======== Teks Hasil Ekstraksi
Skandal Narkoba HIPMI Lampung, Paman Acong Kritik BNN

Bandar Lampung, Pedulihukum.com – Skandal narkoba HIPMI Lampung kembali mencuri perhatian publik. Aparat menangkap sejumlah petinggi Himpunan Pengusaha Muda Indonesia (HIPMI) Lampung saat menggerebek tempat karaoke mewah di Hotel Grand Mercure.

Tes urine menunjukkan hasil positif narkoba, dan aparat menemukan barang bukti. Namun, aparat tidak menahan para pengurus HIPMI tersebut.

Keputusan Badan Narkotika Nasional (BNN) Provinsi Lampung memicu tanda tanya besar karena lembaga itu langsung memberi status rehabilitasi rawat jalan. Setelah menuai kritik keras, BNN Lampung justru membatalkan keputusan itu tanpa penjelasan transparan.

BNN Lampung sempat memberi keistimewaan dengan menetapkan rehabilitasi rawat jalan bagi pengurus HIPMI. Publik membandingkan perlakuan itu dengan rakyat kecil, yang biasanya langsung mendekam di penjara meski hanya ketahuan memakai narkoba.
================
======== Data Rekaman
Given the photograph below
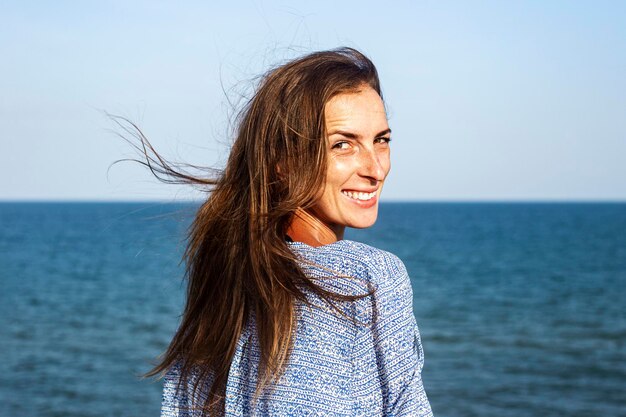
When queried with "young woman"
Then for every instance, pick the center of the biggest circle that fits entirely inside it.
(283, 317)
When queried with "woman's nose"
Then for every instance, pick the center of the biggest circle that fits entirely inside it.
(374, 164)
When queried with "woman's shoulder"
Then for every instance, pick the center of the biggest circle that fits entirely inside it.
(351, 258)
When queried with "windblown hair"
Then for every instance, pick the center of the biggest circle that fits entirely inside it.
(238, 264)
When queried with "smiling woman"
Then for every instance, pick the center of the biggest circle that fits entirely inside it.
(358, 160)
(283, 317)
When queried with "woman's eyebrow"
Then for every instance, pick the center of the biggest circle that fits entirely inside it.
(352, 135)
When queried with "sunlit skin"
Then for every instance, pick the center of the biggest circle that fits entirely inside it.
(358, 161)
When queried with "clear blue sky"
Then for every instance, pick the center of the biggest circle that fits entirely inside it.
(489, 100)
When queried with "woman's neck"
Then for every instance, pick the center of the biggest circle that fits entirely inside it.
(306, 228)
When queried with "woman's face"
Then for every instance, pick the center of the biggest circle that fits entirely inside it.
(358, 160)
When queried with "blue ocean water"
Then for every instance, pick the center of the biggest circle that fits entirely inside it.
(522, 307)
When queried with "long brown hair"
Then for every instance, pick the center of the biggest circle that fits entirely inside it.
(238, 264)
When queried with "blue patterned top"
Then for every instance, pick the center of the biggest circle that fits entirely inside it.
(366, 364)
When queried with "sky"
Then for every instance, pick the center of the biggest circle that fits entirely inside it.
(488, 100)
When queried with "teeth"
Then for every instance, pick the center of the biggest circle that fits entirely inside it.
(359, 196)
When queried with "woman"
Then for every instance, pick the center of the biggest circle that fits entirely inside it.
(283, 317)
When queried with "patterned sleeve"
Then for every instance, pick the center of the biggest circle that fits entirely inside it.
(397, 342)
(176, 402)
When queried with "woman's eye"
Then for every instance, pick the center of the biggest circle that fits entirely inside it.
(341, 145)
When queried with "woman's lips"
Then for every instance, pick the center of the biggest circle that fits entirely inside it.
(359, 195)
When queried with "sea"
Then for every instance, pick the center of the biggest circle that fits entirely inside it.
(521, 306)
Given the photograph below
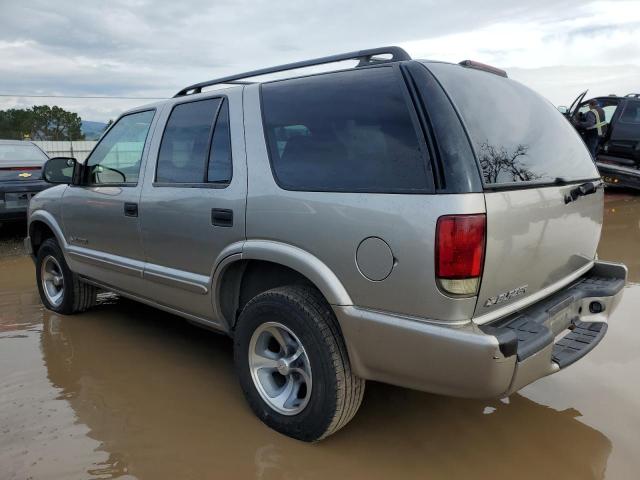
================
▶ _Daftar Tugas_:
1. Menurut berita tentang skandal narkoba HIPMI Lampung, di mana aparat menangkap para petinggi HIPMI Lampung?
2. Tolong ringkas berita tentang skandal narkoba HIPMI Lampung dalam dua kalimat.
3. Tuliskan lanjutan berita tentang skandal narkoba HIPMI Lampung, mulai dari bagian terakhirnya.

▶ _Jawaban Tugas_:
1. Di tempat karaoke mewah di Hotel Grand Mercure.

2. Aparat menangkap sejumlah petinggi HIPMI Lampung di tempat karaoke mewah Hotel Grand Mercure, dan meski tes urine positif serta ada barang bukti, mereka tidak ditahan. BNN Provinsi Lampung sempat menetapkan rehabilitasi rawat jalan bagi mereka, lalu membatalkannya tanpa penjelasan transparan setelah dikritik keras, sementara publik membandingkannya dengan rakyat kecil yang biasanya langsung dipenjara.

3.
Gelombang protes memaksa BNN Lampung membatalkan keputusan assessment. Tindakan itu membuat publik menilai lembaga tersebut tidak konsisten dan menambah dugaan adanya permainan di balik kasus.

Masyarakat menuntut penjelasan resmi agar pembatalan itu tidak semakin menimbulkan kecurigaan.

Tokoh pemuda sekaligus pengurus JMSI Pusat, Paman Acong, menilai sikap BNN Lampung mengecewakan. Ia menyampaikan kritik tajam terhadap kebijakan lembaga tersebut.

Saya sangat menyayangkan BNN Lampung yang tiba-tiba memberikan status assessment atau rehabilitasi rawat jalan terhadap para pengurus HIPMI tersebut. Ini menimbulkan pertanyaan besar di tengah masyarakat, ada apa sebenarnya?” tegasnya.

Menurut Paman Acong, masyarakat berhak mengetahui alasan di balik perubahan sikap BNN yang sangat cepat. Ia menekankan pentingnya transparansi agar publik tidak semakin kehilangan kepercayaan.

Beberapa sumber menyebut pengurus HIPMI yang terjerat kasus narkoba sudah dinonaktifkan. Namun, publik tidak pernah melihat surat resmi yang membuktikan hal tersebut.

Kondisi itu menimbulkan keraguan besar. Tanpa dokumen resmi, masyarakat bisa menilai pernyataan soal status nonaktif hanya strategi untuk meredam amarah publik.

Situasi yang tidak jelas tersebut justru memperkuat dugaan bahwa para pengurus HIPMI masih aktif menjalankan perannya.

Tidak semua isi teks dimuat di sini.